### PASSAGE GIVEN:
Kalpana Saroj is an Indian entrepreneur and a Tedx speaker. She is the Chairperson of Kamani Tubes in Mumbai, India.

Described as the original "Slumdog Millionaire", she  bought the distressed assets of Kamani Tubes Company and successfully steered the company back to profitability.

Early life
Saroj was born in 1961 in Roperkheda village in, Akola, Maharashtra, India, to a Marathi Buddhist family, the eldest of three daughters and two sons. Saroj's father served as a police constable at Repatkhed village in Akola. Kalpana Saroj was married at the age of 12 and lived in a slum in Mumbai with her husband's family. After suffering physical abuse at the hands of her husband's family members, she was rescued by her father, left her husband and returned to her village to live with her parents. She attempted suicide after being ostracized by the villagers.  At the age of 16, she moved back to Mumbai to live with her uncle. She started working in a garment factory to support her family. Using government loans for scheduled caste people, she successfully started a tailoring business and then a furniture store.

Entrepreneurial ventures
Kalpana Saroj started KS Film Production and produced her first movie which was dubbed in English, Telugu and Hindi. Khairalnji Movie is produced by Deelip Mhaske, Jyoti Reddy and Mannan Gore under Kalpana Saroj's banner.

### RAW DATA:
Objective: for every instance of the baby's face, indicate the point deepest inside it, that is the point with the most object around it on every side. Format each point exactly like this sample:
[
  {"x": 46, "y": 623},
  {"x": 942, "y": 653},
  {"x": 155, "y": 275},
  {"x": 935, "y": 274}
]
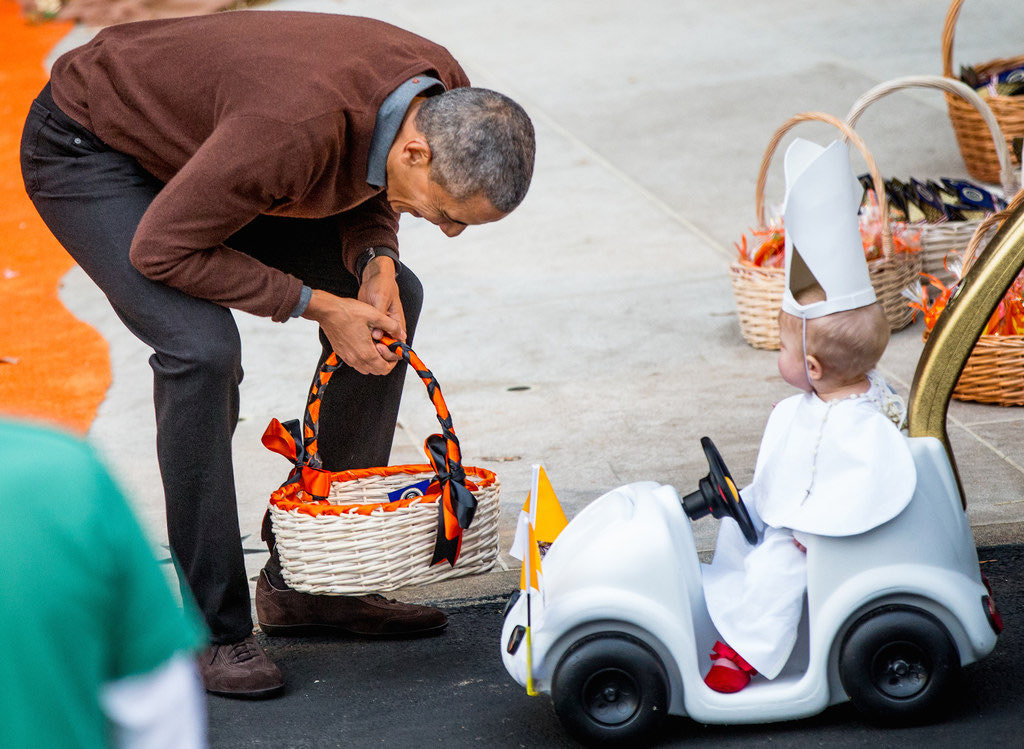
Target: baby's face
---
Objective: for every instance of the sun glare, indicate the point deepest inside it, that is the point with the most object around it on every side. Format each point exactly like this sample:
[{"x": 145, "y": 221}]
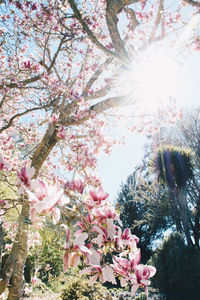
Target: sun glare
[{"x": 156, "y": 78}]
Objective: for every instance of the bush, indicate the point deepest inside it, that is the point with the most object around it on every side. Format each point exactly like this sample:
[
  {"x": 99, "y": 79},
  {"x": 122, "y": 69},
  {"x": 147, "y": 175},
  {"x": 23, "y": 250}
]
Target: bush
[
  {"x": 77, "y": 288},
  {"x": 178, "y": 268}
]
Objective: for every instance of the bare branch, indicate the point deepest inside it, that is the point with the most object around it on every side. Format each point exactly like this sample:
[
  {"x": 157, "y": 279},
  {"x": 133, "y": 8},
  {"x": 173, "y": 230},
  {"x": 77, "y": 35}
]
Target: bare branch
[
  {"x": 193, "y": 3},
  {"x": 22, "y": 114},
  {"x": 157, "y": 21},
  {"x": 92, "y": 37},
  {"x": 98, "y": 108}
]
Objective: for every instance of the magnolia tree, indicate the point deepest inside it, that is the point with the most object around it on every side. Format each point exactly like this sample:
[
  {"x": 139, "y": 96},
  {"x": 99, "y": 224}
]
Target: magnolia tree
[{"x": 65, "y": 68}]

### TO DO:
1: According to the passage about Kalpana Saroj, at what age did she move back to Mumbai?
2: In the passage about Kalpana Saroj, retype everything from "Kalpana Saroj is" down to "back to profitability.".

### RESPONSES TO THE EXERCISE:
1: She moved back to Mumbai at the age of 16.

2:
Kalpana Saroj is an Indian entrepreneur and a Tedx speaker. She is the Chairperson of Kamani Tubes in Mumbai, India.

Described as the original "Slumdog Millionaire", she  bought the distressed assets of Kamani Tubes Company and successfully steered the company back to profitability.